◆ **DIRECTIVE**
Copy the lines below word for word, starting at the line that contains "In this picture, where can the helicopter fuselage" and ending at the line that contains "point(637, 578)", with both of those lines included.

--- Begin INPUT RECORDS ---

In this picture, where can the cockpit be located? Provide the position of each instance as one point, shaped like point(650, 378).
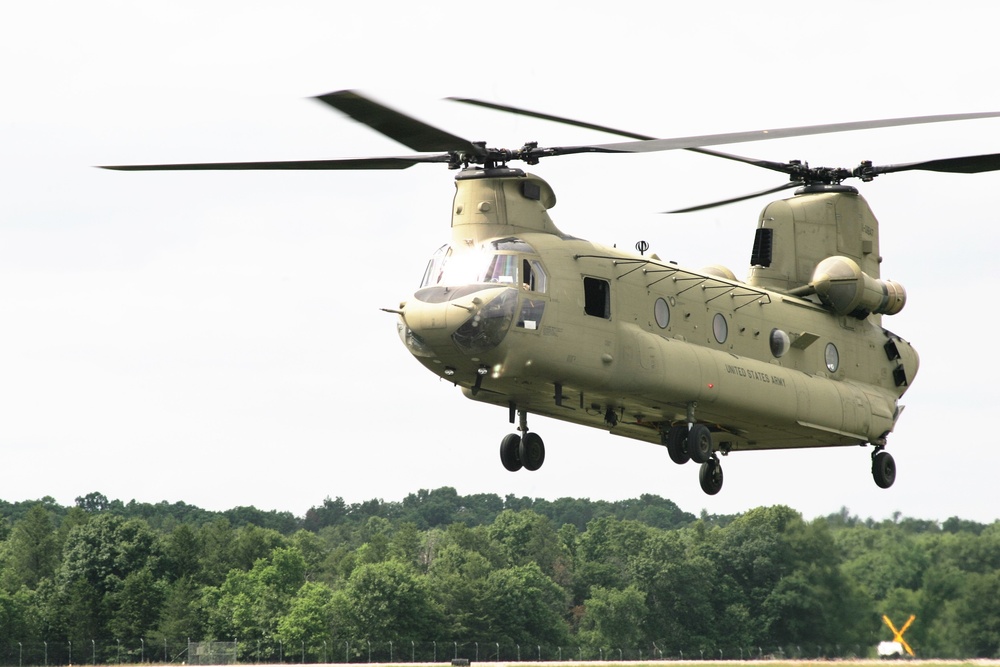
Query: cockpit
point(500, 262)
point(496, 286)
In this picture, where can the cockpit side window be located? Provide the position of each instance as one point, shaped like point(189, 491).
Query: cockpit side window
point(533, 275)
point(502, 269)
point(435, 266)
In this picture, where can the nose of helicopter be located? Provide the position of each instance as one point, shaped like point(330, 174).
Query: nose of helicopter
point(441, 322)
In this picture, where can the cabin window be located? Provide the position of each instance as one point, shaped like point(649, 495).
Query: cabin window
point(597, 297)
point(780, 342)
point(530, 317)
point(832, 358)
point(720, 328)
point(661, 311)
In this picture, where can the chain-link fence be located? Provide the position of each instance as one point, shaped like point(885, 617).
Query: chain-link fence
point(182, 652)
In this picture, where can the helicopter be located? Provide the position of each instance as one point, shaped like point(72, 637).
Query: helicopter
point(521, 315)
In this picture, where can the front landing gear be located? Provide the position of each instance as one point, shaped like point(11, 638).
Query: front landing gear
point(526, 452)
point(883, 468)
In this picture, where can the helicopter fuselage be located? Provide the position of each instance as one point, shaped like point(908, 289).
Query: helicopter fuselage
point(553, 325)
point(631, 344)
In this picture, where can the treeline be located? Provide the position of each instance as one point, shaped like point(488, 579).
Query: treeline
point(637, 578)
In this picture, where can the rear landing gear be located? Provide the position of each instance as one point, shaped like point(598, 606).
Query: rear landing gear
point(710, 476)
point(693, 442)
point(883, 468)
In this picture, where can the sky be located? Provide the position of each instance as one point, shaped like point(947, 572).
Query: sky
point(217, 338)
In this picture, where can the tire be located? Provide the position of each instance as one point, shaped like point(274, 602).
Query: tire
point(510, 452)
point(675, 440)
point(710, 476)
point(699, 443)
point(532, 451)
point(883, 469)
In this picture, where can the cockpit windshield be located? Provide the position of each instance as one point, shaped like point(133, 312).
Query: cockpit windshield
point(486, 264)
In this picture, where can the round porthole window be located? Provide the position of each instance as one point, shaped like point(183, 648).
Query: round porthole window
point(780, 342)
point(661, 311)
point(720, 328)
point(832, 358)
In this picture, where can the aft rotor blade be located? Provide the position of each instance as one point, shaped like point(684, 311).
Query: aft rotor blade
point(337, 164)
point(971, 164)
point(649, 146)
point(733, 200)
point(407, 130)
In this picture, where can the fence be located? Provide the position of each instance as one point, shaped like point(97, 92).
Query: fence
point(115, 652)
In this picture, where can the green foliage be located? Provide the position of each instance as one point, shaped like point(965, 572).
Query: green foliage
point(386, 600)
point(438, 567)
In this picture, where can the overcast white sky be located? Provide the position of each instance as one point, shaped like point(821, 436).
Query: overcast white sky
point(215, 338)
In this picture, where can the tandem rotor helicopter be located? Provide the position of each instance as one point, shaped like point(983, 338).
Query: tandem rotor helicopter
point(522, 315)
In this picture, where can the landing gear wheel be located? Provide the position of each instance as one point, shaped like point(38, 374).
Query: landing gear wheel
point(510, 452)
point(699, 443)
point(883, 469)
point(710, 476)
point(675, 441)
point(532, 451)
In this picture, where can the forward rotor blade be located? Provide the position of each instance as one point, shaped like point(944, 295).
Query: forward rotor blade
point(396, 125)
point(337, 164)
point(971, 164)
point(766, 164)
point(723, 202)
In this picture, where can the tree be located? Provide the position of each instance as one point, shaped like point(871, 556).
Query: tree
point(385, 601)
point(33, 547)
point(250, 604)
point(614, 618)
point(99, 557)
point(309, 620)
point(522, 605)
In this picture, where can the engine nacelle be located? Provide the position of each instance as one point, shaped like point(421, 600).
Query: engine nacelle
point(844, 287)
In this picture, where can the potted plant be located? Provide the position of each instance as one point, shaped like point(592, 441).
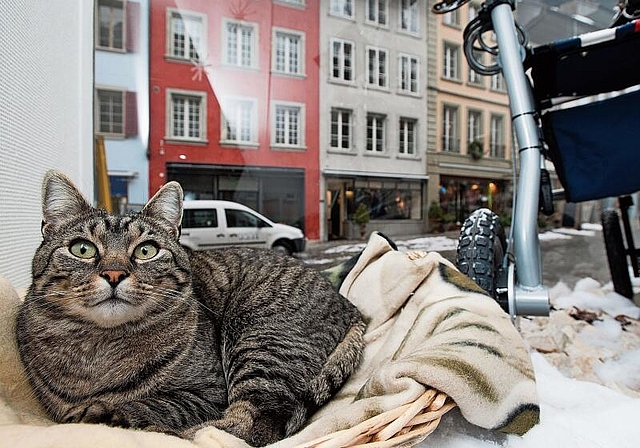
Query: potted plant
point(436, 215)
point(475, 149)
point(361, 217)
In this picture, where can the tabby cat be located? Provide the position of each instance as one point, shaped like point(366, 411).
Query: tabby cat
point(124, 326)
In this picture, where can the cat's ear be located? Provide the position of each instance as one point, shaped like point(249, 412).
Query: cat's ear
point(166, 204)
point(61, 199)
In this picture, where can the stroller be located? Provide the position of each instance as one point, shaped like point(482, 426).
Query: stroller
point(579, 109)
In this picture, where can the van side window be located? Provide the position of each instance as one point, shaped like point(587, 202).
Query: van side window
point(199, 218)
point(240, 218)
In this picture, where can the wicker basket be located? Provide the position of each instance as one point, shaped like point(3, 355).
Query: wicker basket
point(404, 426)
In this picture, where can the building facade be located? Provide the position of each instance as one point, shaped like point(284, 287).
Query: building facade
point(234, 101)
point(373, 115)
point(121, 97)
point(469, 158)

--- End INPUT RECORDS ---

◆ **FINAL RESULT**
In this picture, where can the helicopter fuselage be located? Provide the position of each instance as one point, shaped like point(908, 289).
Query: helicopter fuselage
point(553, 325)
point(631, 344)
In this picture, where can the treeline be located? Provide the position of each instance as one point, shaped like point(488, 579).
Query: treeline
point(637, 578)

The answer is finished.